Por que o abuso emocional pode ser considerado crime de lesão corporal
Há uma parcela de vítimas de violência doméstica que, apesar de não ter sofrido agressão física, tem sequelas causadas por abusos emocionais. É o caso de mulheres que, em seus relacionamentos, foram continuamente atacadas com xingamentos, humilhações, ofensas, ameaças, chantagens e perseguições -- atos enquadrados pela Lei Maria da Penha como violência psicológica --, e desencadeiam stress pós-traumático, depressão e crises de pânico.
Uma discussão recente entre juristas levanta a possibilidade de, nesses casos, o agressor também ser processado por lesão corporal, crime que tem pena de até oito anos de prisão.
Mas por que violência psicológica pode ser considerada (também) lesão corporal?
Pode parecer estranho falar em agressão ao corpo e não ser remetido imediatamente a algum tipo de violência física. Mas, na letra da lei, faz todo sentido. Pela legislação brasileira, lesão corporal é o ato de "ofender a integridade corporal ou a saúde de outrem". E, aos olhos de alguns juristas o conceito de saúde abarca também sua porção mental --teoria defendida igualmente pela OMS (Organização Mundial da Saúde).
O entendimento de que violência psicológica pode ser crime de lesão corporal existe, pelo menos, desde 2017, quando a juíza Ana Luisa Schmidt Ramos, hoje na vara de plantão criminal de Florianópolis, lançou o livro "Dano Psíquico Como Crime de Lesão Corporal na Violência Doméstica".
Ana Luisa defende a tese de que mulheres vítimas de violência doméstica, mesmo as que não sofrem agressão física, podem apresentar um quadro de stress pós-traumático, distúrbio que consta da Classificação Internacional das Doenças da OMS.
--- --- ---
Complete o seguinte:
1: Reescreva o trecho do texto sobre abuso emocional que vai de "Ana Luisa defende" até "Doenças da OMS.", trocando "distúrbio" por "transtorno".
2: No texto sobre abuso emocional, qual é a pena máxima prevista para o crime de lesão corporal?

Trechos de um conjunto de dados
--- --- ---
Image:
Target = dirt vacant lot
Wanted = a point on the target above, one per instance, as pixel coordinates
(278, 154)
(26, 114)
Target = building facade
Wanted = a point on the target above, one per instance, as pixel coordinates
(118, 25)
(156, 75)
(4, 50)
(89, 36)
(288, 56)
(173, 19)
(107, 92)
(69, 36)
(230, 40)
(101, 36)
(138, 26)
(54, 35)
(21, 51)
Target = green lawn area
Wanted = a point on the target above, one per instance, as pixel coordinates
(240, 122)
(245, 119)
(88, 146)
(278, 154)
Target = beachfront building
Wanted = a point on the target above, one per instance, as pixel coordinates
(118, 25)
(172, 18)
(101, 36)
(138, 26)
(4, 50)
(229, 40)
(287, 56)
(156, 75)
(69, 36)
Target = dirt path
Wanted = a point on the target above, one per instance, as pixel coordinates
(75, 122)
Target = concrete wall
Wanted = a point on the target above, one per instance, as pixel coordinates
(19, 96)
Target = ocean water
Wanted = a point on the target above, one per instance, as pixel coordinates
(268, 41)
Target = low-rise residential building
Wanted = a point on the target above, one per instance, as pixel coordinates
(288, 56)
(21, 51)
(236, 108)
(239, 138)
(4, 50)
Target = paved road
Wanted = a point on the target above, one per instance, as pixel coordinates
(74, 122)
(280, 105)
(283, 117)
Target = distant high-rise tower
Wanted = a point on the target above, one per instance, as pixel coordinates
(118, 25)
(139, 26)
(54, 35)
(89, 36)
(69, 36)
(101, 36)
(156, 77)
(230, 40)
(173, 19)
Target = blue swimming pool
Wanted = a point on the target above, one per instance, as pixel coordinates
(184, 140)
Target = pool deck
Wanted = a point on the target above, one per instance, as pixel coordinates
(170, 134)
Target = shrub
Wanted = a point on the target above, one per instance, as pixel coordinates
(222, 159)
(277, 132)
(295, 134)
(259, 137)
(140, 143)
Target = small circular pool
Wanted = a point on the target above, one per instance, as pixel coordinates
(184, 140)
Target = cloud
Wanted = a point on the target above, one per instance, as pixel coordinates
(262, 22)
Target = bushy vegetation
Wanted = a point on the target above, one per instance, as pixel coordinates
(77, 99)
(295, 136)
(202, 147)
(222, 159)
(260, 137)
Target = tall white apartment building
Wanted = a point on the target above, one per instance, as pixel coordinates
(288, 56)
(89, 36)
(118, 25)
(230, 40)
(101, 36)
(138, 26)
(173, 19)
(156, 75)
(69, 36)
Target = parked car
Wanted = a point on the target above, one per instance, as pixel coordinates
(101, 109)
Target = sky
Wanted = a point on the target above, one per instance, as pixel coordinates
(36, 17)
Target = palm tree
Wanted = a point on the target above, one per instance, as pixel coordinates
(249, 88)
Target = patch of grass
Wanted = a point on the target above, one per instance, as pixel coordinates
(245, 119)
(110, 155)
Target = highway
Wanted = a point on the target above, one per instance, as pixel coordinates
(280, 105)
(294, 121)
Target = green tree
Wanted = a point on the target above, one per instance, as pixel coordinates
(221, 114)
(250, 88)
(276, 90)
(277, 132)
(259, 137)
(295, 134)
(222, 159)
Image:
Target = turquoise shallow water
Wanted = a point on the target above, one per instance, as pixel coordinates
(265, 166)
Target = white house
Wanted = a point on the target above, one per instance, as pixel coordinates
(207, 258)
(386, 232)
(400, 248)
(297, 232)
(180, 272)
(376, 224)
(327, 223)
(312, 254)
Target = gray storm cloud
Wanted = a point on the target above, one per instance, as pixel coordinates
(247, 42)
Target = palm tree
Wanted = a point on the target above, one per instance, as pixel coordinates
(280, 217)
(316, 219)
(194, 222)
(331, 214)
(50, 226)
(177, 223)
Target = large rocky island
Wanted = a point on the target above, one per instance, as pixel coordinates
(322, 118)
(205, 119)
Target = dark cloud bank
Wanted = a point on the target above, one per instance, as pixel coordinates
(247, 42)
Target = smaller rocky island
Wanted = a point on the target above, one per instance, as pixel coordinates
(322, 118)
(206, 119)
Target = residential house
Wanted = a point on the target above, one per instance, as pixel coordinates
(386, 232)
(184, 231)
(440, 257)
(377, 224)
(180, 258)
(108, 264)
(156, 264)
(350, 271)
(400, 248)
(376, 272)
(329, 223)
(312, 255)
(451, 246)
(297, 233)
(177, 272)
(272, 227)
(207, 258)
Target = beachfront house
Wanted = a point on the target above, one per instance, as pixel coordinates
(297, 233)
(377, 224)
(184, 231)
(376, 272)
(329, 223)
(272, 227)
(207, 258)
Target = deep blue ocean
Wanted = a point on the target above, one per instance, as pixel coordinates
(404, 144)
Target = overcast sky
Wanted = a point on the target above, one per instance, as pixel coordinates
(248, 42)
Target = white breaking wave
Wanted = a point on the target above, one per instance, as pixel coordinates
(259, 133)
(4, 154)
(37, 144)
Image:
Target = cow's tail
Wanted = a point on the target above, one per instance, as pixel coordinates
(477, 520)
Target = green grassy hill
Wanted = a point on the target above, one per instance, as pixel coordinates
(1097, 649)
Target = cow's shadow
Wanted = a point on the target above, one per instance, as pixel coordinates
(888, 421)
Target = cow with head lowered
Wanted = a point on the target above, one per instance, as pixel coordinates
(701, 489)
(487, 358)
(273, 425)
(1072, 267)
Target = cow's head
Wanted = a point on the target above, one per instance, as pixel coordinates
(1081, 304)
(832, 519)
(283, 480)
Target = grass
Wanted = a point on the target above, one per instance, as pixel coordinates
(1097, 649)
--- --- ---
Respostas do exercício:
1:
Ana Luisa defende a tese de que mulheres vítimas de violência doméstica, mesmo as que não sofrem agressão física, podem apresentar um quadro de stress pós-traumático, transtorno que consta da Classificação Internacional das Doenças da OMS.

2: Até oito anos de prisão.